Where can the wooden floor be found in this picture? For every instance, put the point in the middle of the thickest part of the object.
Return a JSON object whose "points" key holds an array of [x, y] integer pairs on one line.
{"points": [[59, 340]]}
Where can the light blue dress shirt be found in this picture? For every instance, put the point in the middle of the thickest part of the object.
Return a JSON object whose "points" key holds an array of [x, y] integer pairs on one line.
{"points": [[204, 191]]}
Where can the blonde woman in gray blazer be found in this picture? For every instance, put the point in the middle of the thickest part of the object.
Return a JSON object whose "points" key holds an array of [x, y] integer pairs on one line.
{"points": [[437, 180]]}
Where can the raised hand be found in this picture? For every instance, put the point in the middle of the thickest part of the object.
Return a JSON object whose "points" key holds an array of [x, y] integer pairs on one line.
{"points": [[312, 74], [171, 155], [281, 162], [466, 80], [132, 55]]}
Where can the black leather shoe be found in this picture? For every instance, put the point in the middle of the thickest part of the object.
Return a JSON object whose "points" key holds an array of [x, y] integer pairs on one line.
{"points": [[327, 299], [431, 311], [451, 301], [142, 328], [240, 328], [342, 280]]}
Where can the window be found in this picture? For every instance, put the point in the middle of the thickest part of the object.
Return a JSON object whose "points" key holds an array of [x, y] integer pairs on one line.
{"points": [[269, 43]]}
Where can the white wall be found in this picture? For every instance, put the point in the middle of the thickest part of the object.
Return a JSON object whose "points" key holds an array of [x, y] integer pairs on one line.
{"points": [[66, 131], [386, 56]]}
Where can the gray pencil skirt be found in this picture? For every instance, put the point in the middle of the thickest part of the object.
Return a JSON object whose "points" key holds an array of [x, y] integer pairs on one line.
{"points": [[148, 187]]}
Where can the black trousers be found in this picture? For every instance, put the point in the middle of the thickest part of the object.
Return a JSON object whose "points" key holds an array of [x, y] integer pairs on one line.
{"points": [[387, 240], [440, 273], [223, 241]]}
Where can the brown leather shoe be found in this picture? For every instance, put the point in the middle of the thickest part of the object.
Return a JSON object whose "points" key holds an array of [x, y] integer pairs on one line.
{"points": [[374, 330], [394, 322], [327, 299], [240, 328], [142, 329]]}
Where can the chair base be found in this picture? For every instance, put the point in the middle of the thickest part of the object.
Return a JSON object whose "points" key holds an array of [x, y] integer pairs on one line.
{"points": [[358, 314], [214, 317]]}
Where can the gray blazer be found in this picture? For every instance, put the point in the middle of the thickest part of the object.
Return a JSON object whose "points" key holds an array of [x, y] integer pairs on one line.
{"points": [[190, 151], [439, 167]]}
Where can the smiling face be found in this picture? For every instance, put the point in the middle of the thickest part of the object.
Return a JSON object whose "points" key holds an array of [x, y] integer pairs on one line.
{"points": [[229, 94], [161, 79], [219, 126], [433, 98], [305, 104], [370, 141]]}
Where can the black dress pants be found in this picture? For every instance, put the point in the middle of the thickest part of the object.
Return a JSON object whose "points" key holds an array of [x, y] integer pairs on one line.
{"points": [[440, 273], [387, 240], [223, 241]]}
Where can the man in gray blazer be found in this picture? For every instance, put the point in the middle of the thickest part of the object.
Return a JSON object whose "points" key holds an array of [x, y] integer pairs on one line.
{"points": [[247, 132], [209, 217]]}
________________________________________
PROBLEM STATEMENT:
Reproduce all of the data above verbatim.

SOLVED PROBLEM:
Where can the wooden floor be found in this picture? For every instance, put the point in the middle of the thickest part of the object.
Return a JSON object whose "points" key holds an array of [x, y] integer pairs on one line.
{"points": [[59, 340]]}
Where can the light blue dress shirt be found in this picture? For every instance, put the point in the middle of the thickest part of the object.
Return a JSON object whose "points" key holds an array of [x, y] integer pairs on one line.
{"points": [[204, 191]]}
Where can the blonde woman in gray blazer be found in this picture? For every instance, put the point in the middle of the thickest part of the object.
Return a JSON object whose "points" key holds an array of [x, y] integer pairs on one line.
{"points": [[437, 180]]}
Where can the raised hand be found in this picture? For every instance, put the point in the middle of the thickest part of the object.
Return a JSON object whose "points" key holds an array of [x, y] integer pairs on one line.
{"points": [[312, 74], [171, 155], [281, 162], [466, 80], [132, 55]]}
Where can the black leather shoe be found in this picture? For every instance, put the point in the middle of the thickest part of the object.
Return a JSON object whose "points" key holds an array of [x, y] integer pairs on one line.
{"points": [[327, 299], [431, 311], [451, 301], [142, 328], [240, 328], [342, 280]]}
Where can the window be found in this picture? For every instance, put the point in the middle of the thickest part of the object.
Return a JSON object whose "points" key holds an array of [x, y] integer pairs on one line.
{"points": [[269, 43]]}
Where can the white wall be found in this picture? For every instance, put the point in the middle of the thickest part of the object.
Return a JSON object whose "points" key holds an array of [x, y] integer pairs on one line.
{"points": [[66, 131], [386, 56]]}
Where can the gray pencil skirt be found in this picture? For every instance, put the point in the middle of the thickest part of the object.
Return a JSON object whose "points" key holds an array of [x, y] integer pairs on one line.
{"points": [[148, 187]]}
Where can the black trousers be found in this picture? For every instance, put the point in the middle of the thickest part of the object.
Return a JSON object whose "points" key holds an array of [x, y] integer pairs on one line.
{"points": [[387, 240], [440, 273], [223, 241]]}
Where can the brown leather shoe be found in this picture? For every instance, put the point in the middle of the thickest part of the object.
Return a JSON object whose "points" key holds an array of [x, y] integer pairs on one line.
{"points": [[374, 330], [394, 322], [327, 299], [240, 328], [142, 329]]}
Where can the chair base be found in this picture? For every instance, put the point in the middle of the thickest part of the object.
Return a JSON object whose "points" key holds an array of [x, y] integer pairs on one line.
{"points": [[358, 314], [214, 317]]}
Where can the gray blazer be found in this picture? For every instance, put the point in the middle of the thickest part of the object.
Return a JSON object whose "points" key holds an array of [x, y] integer pairs on one line.
{"points": [[190, 151], [439, 167]]}
Where can the smiling face be found in this picture? For every instance, put the point in the middle of the thickest part of the object.
Return a JSON object whose "points" key holds an array of [x, y] integer pairs on one line.
{"points": [[229, 94], [161, 79], [219, 126], [433, 98], [305, 104], [370, 141]]}
Where can the black dress pants be found in this picture? For every instance, put the point in the middle of the thickest part of the object.
Return a JSON object whose "points" key holds an array of [x, y] integer pairs on one line.
{"points": [[440, 273], [387, 240], [223, 241]]}
Where can the man in gray blazer be found in this picture? For every instance, put the point in the middle of the thickest part of the object.
Return a JSON object whose "points" key holds an array of [x, y] integer pairs on one line.
{"points": [[247, 132], [209, 217]]}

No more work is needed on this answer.